Copy every line from the data below in which the string "jacket" can be found.

Stored data entries:
■ ■ ■ ■ ■ ■ ■

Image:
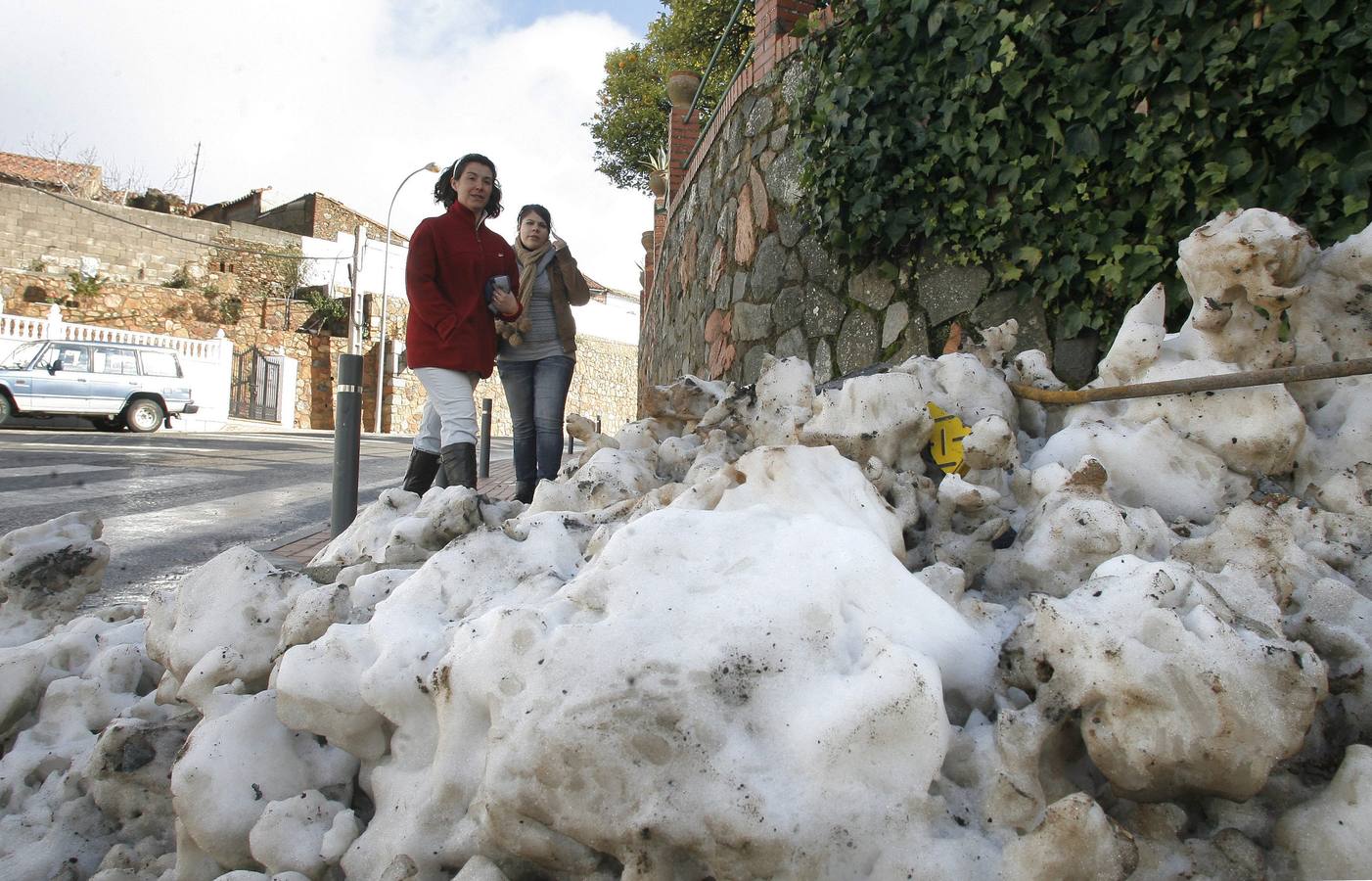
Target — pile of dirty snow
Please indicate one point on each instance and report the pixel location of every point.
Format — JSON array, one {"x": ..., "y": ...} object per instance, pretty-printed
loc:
[{"x": 757, "y": 634}]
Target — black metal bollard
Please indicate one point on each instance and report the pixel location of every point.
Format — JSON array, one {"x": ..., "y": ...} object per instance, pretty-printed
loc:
[
  {"x": 347, "y": 442},
  {"x": 483, "y": 468}
]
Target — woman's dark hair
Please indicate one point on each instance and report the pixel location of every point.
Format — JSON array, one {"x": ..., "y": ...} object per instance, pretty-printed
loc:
[
  {"x": 535, "y": 209},
  {"x": 443, "y": 188}
]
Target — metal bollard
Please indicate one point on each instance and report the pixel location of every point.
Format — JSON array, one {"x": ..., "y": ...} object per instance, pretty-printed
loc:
[
  {"x": 347, "y": 442},
  {"x": 483, "y": 467}
]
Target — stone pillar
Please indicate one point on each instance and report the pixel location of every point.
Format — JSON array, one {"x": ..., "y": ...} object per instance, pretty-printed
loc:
[
  {"x": 773, "y": 21},
  {"x": 286, "y": 399},
  {"x": 682, "y": 128},
  {"x": 681, "y": 139}
]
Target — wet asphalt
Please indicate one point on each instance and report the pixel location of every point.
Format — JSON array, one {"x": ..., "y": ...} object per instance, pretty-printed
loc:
[{"x": 170, "y": 501}]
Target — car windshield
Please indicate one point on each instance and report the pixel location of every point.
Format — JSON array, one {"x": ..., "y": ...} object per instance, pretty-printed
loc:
[{"x": 21, "y": 357}]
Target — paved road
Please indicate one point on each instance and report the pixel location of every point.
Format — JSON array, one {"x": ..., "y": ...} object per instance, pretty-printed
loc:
[{"x": 173, "y": 499}]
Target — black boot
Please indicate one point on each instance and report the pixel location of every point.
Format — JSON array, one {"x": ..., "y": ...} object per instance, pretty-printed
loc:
[
  {"x": 460, "y": 464},
  {"x": 419, "y": 477}
]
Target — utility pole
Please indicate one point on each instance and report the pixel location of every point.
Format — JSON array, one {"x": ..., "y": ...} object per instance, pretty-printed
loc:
[{"x": 347, "y": 410}]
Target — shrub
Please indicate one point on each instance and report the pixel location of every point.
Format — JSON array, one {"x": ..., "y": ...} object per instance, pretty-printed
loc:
[{"x": 1069, "y": 146}]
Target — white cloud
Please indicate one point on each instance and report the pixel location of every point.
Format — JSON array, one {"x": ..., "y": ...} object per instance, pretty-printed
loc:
[{"x": 343, "y": 98}]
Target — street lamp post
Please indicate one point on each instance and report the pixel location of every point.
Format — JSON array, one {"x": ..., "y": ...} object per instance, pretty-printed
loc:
[{"x": 386, "y": 266}]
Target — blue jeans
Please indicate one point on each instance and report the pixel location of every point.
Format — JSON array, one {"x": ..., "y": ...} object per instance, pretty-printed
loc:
[{"x": 536, "y": 395}]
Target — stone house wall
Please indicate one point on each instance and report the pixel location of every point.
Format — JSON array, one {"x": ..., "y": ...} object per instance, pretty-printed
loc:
[
  {"x": 738, "y": 273},
  {"x": 243, "y": 293}
]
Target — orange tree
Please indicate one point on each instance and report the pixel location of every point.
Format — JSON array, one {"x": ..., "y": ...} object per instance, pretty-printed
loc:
[{"x": 631, "y": 121}]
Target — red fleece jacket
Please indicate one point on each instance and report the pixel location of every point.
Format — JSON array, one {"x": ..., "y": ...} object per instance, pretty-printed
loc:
[{"x": 450, "y": 259}]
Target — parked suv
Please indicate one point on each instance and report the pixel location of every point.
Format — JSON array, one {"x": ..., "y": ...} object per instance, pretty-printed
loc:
[{"x": 113, "y": 385}]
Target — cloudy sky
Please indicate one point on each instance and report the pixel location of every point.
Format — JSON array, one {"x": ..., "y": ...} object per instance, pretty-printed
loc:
[{"x": 337, "y": 96}]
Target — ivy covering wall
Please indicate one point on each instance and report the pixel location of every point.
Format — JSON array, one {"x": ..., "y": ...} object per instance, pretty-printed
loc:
[{"x": 1069, "y": 146}]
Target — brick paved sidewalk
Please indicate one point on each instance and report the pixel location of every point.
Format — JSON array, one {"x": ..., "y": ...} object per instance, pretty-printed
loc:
[{"x": 500, "y": 485}]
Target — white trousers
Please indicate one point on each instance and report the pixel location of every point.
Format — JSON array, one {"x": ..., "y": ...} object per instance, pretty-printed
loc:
[{"x": 449, "y": 412}]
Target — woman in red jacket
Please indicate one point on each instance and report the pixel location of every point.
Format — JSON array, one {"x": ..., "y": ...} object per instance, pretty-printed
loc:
[{"x": 450, "y": 334}]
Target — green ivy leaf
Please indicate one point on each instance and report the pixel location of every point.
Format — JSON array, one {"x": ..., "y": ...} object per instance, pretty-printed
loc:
[
  {"x": 1348, "y": 108},
  {"x": 1082, "y": 140}
]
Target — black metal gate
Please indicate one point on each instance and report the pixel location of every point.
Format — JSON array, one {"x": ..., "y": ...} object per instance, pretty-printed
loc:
[{"x": 256, "y": 388}]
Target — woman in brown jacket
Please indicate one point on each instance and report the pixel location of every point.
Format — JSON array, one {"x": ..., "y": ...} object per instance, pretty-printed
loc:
[{"x": 538, "y": 348}]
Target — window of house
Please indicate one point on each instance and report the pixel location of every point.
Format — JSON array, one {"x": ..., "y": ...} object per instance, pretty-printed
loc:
[
  {"x": 115, "y": 361},
  {"x": 160, "y": 364}
]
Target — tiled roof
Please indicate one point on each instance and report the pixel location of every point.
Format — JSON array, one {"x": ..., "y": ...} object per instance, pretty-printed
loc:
[
  {"x": 596, "y": 286},
  {"x": 52, "y": 171}
]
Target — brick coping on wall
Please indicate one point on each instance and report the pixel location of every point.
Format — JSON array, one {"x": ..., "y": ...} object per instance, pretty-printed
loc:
[{"x": 767, "y": 54}]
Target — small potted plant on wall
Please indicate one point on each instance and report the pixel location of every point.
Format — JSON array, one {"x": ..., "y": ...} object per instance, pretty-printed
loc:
[{"x": 658, "y": 167}]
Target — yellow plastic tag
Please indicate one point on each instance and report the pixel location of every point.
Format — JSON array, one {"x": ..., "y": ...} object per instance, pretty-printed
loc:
[{"x": 945, "y": 442}]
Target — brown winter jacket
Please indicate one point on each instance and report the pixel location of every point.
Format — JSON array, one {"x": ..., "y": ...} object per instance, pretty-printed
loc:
[{"x": 569, "y": 289}]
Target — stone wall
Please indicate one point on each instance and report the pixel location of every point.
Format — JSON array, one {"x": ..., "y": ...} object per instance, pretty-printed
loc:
[
  {"x": 738, "y": 273},
  {"x": 321, "y": 217},
  {"x": 243, "y": 293}
]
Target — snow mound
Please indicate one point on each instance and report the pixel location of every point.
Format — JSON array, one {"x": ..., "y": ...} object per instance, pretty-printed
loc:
[{"x": 759, "y": 634}]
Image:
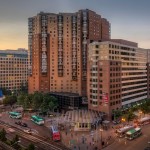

■ ■ ■ ■ ■ ■ ■

#### Output for this task
Target — red fleece jacket
Target — woman in red jacket
Target — woman in brown jacket
Target — brown winter jacket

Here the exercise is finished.